— WHAT TO DO —
Show each line below that contains the word "post". Only exact-case matches count.

— Begin —

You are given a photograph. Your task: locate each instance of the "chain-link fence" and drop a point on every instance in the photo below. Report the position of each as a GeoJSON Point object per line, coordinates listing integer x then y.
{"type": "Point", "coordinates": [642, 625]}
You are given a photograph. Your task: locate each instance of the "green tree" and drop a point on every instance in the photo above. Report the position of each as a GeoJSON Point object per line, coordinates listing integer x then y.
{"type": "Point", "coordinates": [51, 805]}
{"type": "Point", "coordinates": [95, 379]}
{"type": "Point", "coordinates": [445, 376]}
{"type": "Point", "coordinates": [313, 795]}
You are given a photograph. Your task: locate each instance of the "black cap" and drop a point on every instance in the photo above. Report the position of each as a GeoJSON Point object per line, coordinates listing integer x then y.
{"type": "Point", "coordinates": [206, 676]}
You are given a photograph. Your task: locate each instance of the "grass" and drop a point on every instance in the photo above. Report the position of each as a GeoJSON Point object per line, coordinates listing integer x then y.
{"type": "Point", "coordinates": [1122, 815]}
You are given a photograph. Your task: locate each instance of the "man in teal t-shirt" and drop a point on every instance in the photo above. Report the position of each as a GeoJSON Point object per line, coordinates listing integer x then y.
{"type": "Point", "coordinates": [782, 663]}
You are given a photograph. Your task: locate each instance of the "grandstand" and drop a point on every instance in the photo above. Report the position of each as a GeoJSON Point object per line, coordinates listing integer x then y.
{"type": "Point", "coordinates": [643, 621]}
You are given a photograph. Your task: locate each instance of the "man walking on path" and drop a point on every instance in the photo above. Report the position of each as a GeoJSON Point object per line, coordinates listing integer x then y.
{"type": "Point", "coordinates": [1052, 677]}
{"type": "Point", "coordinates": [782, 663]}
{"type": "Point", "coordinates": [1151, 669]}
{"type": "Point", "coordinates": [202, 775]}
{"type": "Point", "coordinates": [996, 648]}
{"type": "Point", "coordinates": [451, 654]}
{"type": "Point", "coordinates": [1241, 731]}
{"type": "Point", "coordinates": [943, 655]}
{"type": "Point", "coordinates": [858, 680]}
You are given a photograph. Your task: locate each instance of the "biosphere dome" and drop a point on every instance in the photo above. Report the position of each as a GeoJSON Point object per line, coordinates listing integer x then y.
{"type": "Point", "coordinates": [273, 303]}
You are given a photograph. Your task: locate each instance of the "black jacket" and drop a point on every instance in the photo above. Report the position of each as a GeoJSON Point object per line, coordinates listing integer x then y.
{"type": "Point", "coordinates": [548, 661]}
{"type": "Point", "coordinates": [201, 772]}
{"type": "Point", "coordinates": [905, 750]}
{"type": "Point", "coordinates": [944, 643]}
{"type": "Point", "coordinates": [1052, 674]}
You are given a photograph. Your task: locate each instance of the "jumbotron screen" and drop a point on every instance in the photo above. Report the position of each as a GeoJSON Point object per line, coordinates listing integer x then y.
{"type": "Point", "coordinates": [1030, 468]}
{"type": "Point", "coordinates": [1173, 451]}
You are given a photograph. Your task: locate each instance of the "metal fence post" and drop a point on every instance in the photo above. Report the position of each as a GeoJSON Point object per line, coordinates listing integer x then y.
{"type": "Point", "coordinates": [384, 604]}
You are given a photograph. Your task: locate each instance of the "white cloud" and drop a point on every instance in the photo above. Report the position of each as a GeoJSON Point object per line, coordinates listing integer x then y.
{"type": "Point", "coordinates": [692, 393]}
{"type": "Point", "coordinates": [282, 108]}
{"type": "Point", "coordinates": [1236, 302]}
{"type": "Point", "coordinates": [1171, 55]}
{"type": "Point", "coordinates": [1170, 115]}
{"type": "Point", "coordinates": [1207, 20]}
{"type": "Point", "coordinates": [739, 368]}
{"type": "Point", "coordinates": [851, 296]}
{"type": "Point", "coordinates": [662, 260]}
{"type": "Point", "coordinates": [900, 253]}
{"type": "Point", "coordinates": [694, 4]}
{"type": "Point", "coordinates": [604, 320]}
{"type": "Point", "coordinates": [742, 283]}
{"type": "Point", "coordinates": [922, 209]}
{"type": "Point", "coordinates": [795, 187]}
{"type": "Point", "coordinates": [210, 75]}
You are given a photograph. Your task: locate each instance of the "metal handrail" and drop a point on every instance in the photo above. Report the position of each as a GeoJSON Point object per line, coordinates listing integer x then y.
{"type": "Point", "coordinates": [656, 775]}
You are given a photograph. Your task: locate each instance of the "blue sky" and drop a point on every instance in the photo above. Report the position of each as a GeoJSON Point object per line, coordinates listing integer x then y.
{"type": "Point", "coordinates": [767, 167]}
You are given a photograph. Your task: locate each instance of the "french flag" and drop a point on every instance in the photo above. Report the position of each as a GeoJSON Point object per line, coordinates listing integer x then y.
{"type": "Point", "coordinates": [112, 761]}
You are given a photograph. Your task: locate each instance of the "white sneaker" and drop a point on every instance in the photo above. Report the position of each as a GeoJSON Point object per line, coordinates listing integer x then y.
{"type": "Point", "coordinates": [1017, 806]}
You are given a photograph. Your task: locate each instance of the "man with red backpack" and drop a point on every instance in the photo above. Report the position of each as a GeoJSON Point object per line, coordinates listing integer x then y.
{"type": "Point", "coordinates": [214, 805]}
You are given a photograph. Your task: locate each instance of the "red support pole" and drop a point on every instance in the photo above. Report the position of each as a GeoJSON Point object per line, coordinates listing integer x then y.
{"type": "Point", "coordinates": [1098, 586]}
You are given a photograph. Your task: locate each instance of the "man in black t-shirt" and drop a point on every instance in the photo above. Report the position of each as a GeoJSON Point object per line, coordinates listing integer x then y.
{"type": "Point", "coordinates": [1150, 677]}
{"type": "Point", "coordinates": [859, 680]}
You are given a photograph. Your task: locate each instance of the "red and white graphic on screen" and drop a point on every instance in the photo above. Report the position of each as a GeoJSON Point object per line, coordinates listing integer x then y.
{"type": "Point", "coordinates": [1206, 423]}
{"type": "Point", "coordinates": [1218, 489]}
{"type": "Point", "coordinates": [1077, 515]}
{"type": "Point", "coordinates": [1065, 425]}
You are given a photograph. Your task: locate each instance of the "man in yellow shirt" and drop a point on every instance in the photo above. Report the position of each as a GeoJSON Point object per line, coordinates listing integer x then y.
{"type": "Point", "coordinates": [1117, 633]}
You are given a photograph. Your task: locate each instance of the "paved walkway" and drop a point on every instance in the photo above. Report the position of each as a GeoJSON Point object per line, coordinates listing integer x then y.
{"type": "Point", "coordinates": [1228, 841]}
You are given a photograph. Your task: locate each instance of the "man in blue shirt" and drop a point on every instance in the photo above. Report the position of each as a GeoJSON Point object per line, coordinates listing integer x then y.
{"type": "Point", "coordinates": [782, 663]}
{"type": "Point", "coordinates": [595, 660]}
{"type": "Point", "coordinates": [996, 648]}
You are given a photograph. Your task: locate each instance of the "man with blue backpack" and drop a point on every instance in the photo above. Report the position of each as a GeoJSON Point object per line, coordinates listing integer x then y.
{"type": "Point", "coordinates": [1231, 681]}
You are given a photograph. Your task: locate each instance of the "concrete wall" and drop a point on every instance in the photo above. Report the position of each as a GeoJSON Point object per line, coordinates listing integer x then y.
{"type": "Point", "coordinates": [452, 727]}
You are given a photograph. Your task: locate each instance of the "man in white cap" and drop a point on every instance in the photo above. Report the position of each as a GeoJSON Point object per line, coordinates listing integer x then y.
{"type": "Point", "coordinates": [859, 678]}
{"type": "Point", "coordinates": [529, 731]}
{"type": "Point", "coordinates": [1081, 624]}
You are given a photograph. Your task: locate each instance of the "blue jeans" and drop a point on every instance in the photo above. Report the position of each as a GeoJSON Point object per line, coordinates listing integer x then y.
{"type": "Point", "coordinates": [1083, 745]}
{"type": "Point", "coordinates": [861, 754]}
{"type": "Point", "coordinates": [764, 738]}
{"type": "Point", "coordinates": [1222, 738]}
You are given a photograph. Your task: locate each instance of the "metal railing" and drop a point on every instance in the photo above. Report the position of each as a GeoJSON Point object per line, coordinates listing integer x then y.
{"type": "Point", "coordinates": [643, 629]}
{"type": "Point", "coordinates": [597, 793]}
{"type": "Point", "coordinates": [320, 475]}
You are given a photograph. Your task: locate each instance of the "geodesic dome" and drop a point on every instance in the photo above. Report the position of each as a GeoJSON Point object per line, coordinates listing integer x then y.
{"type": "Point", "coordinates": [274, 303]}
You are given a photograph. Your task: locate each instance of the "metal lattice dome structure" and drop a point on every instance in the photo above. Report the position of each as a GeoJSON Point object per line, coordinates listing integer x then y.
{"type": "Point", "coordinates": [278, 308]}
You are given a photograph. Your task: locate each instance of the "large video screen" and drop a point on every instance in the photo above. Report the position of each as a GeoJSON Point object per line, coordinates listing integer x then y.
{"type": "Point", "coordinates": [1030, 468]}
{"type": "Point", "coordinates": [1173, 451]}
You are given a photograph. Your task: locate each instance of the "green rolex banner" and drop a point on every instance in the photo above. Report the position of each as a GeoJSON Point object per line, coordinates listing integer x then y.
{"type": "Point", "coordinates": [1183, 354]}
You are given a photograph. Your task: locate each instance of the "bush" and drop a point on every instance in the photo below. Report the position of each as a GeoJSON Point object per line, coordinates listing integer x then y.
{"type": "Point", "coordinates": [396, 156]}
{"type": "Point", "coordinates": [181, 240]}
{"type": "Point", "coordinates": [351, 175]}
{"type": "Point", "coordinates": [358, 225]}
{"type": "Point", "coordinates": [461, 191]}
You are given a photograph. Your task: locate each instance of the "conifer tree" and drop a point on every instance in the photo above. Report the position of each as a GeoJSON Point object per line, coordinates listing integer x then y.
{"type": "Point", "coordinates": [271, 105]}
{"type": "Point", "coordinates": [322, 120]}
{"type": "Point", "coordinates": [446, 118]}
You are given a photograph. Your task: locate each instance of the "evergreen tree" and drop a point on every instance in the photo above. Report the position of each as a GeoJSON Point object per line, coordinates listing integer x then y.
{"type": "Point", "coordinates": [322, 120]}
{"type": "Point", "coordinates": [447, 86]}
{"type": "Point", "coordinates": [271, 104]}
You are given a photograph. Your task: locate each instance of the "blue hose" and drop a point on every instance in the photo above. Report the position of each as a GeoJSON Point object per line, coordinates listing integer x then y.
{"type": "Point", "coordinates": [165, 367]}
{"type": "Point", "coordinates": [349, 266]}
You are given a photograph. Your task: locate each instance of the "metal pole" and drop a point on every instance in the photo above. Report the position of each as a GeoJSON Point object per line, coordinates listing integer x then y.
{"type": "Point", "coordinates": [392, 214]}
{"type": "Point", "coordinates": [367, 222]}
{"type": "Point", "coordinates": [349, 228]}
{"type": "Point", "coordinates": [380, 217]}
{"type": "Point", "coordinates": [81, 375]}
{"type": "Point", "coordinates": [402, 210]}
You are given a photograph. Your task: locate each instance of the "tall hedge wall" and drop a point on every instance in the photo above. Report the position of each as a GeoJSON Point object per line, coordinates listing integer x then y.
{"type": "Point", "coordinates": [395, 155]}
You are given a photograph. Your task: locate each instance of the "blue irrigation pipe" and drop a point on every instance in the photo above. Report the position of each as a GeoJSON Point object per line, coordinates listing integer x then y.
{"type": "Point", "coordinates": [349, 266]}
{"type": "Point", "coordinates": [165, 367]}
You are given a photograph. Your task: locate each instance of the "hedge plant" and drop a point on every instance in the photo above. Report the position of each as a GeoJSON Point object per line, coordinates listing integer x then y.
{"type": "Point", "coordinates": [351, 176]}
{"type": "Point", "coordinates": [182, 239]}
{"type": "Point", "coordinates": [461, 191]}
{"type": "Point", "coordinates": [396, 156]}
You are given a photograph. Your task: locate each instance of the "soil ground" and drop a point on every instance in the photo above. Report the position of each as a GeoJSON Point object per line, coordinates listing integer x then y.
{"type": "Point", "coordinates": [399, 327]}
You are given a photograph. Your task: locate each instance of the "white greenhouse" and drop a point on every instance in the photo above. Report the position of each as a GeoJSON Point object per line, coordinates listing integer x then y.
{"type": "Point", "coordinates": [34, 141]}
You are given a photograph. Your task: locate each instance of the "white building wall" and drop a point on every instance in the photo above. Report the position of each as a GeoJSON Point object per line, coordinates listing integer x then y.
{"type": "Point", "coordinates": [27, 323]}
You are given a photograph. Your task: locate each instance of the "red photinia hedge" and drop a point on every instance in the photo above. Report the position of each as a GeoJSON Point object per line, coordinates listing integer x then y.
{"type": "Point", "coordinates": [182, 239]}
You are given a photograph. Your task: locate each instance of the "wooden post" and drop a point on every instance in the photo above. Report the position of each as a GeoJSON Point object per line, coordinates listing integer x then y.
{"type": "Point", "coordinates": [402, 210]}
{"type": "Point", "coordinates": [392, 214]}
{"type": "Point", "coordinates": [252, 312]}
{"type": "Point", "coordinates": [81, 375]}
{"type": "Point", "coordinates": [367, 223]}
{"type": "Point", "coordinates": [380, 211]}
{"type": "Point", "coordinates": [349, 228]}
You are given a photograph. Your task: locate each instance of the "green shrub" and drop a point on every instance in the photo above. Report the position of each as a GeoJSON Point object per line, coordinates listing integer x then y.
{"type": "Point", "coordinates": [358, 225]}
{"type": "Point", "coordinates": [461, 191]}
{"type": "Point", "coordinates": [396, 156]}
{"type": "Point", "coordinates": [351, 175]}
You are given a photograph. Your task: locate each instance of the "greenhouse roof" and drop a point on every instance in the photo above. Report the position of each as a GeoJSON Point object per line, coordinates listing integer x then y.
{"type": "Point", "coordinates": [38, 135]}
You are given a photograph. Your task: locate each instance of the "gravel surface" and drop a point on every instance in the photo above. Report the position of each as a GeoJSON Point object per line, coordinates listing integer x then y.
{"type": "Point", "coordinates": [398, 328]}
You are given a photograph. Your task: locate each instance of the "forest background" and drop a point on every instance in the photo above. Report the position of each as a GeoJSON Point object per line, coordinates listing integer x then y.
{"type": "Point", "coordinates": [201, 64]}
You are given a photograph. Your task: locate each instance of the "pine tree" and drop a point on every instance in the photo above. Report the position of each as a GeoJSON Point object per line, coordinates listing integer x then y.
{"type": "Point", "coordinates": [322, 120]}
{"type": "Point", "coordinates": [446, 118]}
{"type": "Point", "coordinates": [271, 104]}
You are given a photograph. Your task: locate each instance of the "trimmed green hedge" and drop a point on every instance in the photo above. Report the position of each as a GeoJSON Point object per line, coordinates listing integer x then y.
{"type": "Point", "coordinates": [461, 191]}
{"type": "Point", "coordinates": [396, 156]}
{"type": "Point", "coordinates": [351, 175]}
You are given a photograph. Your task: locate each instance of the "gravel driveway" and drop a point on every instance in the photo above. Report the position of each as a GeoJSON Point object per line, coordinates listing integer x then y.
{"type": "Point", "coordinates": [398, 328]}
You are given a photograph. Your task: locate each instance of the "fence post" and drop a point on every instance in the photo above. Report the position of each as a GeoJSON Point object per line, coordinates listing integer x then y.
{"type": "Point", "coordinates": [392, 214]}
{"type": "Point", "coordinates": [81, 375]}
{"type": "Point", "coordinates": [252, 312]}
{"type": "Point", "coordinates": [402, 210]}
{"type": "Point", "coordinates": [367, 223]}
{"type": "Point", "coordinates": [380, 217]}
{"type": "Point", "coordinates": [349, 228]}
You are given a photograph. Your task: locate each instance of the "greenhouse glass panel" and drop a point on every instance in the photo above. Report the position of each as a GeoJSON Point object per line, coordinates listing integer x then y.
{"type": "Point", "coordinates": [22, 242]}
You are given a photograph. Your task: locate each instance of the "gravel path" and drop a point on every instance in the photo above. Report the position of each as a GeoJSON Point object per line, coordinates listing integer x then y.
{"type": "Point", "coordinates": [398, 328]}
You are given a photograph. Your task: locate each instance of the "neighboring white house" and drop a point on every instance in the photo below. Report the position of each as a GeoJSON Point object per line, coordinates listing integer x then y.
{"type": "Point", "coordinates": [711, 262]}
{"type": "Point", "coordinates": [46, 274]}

— End —

— EXERCISE RESULT —
You are given a photograph. Your task: locate each instance of the "metal fence post" and drop a point on every instance in the photo above. Report the position of each as a GeoJSON Point object per line, coordinates listing integer x then y.
You are given a photograph. Your task: locate each instance of the "wooden post" and drop a point on every instance in the photo above. Report the position of each as a GeoJSON Point object per line, coordinates listing integer x then y.
You are given a photograph. Your task: locate each instance of the "fence post" and drop a point on every instance in the photo above. Report the position of each as a GeoJSON Point object per line, coordinates listing integer x then y.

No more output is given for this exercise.